── STORED RECORDS ──
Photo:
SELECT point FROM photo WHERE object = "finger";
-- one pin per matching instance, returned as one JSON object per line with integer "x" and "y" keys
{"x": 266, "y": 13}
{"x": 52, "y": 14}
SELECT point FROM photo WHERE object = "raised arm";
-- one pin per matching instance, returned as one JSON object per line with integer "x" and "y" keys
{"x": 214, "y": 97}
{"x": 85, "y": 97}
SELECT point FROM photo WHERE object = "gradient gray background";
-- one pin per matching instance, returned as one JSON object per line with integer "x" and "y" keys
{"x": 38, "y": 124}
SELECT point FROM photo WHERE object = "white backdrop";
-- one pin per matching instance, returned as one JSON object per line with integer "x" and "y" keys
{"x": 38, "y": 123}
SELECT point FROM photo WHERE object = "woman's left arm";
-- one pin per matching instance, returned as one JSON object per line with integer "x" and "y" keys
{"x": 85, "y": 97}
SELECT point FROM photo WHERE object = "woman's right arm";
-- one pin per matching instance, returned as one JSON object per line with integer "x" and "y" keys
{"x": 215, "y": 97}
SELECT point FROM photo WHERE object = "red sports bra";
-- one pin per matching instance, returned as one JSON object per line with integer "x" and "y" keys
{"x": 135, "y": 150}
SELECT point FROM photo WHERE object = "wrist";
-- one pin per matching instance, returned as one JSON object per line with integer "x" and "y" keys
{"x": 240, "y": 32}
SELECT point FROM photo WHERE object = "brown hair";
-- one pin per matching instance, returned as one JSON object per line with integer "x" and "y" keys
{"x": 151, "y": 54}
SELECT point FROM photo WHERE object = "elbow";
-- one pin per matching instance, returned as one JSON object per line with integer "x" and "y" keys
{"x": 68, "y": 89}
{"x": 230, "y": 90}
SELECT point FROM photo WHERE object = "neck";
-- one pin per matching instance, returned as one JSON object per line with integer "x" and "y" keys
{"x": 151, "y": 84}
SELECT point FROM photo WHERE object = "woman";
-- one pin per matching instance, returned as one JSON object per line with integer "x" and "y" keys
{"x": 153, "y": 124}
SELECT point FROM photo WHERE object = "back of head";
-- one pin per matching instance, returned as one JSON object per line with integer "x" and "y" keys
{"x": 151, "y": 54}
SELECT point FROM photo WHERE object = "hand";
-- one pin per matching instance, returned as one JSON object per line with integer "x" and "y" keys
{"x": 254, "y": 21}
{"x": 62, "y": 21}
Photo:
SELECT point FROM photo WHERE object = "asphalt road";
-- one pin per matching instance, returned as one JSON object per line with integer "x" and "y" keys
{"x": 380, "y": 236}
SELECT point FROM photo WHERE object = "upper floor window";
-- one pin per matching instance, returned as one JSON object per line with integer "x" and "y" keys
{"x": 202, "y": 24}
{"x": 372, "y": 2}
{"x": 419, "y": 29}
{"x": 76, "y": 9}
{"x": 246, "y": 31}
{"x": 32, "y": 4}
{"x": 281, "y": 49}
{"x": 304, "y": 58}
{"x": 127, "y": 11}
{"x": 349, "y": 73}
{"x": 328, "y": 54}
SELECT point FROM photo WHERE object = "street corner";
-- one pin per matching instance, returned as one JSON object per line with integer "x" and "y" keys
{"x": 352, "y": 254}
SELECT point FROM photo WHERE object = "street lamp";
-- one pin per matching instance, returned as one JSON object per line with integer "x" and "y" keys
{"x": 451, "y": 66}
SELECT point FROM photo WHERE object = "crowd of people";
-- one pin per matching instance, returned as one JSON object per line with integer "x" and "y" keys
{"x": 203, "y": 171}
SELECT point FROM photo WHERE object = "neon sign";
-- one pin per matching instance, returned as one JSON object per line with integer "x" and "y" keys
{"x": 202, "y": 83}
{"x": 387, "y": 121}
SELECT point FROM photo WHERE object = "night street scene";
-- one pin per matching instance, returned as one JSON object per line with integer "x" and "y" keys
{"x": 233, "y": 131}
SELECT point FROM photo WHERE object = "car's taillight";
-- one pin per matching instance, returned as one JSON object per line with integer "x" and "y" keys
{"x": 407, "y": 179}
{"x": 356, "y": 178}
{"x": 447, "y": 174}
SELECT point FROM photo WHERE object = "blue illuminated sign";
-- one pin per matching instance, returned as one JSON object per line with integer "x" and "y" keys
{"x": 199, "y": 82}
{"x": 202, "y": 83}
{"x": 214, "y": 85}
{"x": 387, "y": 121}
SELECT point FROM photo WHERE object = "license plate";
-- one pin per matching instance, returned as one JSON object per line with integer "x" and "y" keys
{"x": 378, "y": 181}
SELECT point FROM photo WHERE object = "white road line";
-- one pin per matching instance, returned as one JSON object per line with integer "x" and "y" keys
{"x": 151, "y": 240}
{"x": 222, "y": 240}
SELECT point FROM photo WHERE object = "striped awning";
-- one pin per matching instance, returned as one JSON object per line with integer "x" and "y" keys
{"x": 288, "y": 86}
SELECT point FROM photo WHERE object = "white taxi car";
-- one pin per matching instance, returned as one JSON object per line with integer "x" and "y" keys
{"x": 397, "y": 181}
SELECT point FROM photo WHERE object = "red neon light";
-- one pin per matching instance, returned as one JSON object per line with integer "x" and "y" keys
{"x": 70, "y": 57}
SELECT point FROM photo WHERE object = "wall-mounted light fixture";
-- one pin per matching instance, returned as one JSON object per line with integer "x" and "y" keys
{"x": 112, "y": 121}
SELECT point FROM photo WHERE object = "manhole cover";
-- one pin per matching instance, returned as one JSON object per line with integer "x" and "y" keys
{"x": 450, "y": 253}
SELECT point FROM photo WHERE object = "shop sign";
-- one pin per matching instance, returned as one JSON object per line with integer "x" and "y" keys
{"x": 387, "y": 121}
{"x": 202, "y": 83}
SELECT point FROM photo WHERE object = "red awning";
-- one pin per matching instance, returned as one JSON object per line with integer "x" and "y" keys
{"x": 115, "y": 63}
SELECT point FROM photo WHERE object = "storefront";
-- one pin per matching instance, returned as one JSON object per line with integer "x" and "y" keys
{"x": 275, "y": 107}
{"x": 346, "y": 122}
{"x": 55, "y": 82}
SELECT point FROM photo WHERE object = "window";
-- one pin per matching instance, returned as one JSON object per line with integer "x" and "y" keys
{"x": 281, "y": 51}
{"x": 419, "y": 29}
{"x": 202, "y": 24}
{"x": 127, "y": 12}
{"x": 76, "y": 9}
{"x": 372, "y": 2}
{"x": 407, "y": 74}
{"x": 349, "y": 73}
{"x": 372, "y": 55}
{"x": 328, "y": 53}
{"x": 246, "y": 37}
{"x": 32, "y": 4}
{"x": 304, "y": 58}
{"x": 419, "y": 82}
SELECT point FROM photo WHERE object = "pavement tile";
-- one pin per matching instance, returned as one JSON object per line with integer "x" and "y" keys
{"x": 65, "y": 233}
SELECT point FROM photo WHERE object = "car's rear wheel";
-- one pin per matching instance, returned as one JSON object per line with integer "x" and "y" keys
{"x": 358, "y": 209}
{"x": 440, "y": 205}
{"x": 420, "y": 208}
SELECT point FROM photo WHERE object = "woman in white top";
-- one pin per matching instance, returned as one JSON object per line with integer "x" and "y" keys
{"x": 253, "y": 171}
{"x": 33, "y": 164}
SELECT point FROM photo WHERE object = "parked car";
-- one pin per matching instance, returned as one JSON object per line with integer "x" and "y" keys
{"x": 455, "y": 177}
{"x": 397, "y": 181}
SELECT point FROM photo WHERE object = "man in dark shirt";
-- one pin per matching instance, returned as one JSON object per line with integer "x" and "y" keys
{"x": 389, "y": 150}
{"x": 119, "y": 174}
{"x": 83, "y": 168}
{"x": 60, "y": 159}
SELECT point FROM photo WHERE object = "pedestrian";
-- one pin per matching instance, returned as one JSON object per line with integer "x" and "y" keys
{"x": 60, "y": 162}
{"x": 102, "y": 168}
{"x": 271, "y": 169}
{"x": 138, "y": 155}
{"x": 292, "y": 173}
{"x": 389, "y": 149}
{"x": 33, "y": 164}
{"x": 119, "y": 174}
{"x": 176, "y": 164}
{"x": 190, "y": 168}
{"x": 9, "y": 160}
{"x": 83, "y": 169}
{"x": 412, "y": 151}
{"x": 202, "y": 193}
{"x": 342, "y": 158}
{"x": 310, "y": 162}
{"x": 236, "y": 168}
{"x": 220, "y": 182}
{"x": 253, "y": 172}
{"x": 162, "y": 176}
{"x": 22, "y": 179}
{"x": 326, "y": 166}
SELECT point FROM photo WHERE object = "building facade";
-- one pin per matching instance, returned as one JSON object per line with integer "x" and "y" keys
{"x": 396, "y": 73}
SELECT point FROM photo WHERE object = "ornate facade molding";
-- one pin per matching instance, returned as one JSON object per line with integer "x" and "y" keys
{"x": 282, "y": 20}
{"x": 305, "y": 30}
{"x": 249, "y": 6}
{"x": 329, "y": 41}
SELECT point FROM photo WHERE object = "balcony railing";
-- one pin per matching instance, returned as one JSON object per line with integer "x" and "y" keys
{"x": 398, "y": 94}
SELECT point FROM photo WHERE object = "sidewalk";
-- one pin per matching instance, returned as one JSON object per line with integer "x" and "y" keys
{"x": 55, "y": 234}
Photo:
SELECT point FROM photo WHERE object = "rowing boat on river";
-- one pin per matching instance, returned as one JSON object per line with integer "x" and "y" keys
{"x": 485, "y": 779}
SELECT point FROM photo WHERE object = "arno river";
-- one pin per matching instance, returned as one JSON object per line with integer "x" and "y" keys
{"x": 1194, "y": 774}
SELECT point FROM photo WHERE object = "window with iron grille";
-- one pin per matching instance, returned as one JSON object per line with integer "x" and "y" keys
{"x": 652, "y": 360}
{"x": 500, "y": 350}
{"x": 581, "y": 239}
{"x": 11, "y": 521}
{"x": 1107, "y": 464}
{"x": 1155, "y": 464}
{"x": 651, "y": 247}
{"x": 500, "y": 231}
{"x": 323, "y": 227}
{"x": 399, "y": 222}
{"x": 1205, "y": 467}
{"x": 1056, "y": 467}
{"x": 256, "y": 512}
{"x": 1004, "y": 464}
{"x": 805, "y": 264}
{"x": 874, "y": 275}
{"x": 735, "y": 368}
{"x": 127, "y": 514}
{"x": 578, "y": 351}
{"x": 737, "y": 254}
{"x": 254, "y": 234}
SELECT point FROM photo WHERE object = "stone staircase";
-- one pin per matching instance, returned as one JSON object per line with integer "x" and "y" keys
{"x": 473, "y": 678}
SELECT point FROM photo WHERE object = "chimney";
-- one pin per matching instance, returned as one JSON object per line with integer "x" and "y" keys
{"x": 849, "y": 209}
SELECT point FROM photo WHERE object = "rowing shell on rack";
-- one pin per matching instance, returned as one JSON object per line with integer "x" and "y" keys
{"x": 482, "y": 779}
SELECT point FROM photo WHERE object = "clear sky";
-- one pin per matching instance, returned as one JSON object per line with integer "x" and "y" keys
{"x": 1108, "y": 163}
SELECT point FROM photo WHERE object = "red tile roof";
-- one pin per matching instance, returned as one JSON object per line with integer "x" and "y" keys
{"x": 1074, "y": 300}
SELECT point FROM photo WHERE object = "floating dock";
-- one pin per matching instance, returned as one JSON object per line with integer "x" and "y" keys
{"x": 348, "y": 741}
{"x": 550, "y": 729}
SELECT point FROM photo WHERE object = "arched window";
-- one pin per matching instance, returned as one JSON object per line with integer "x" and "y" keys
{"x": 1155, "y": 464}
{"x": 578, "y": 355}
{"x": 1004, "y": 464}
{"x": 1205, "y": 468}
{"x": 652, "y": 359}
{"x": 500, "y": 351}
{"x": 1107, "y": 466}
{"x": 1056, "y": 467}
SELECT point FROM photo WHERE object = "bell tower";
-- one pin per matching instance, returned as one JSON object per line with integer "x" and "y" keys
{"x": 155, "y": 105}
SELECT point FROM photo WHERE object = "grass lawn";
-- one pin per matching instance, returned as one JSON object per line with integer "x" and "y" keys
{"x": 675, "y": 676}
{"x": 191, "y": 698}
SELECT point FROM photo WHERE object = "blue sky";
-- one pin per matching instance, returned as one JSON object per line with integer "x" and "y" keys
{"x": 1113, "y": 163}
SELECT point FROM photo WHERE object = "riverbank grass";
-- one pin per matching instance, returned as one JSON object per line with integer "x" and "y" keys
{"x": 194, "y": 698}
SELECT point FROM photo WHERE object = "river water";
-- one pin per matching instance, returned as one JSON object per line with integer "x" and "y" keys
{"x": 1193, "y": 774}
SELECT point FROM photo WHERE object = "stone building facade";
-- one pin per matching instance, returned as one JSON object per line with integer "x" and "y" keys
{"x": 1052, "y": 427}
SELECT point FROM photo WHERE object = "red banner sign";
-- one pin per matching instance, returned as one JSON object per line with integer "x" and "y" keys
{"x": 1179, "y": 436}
───
_SET EXERCISE_
Collect every line of the entries that contains the word "white" and copy each one out in full.

_TASK ANSWER_
SELECT point FROM photo WHERE object = "white backdrop";
SELECT point FROM photo WHERE object = "white road line";
SELECT point FROM photo WHERE object = "white taxi car";
SELECT point FROM photo WHERE object = "woman in white top";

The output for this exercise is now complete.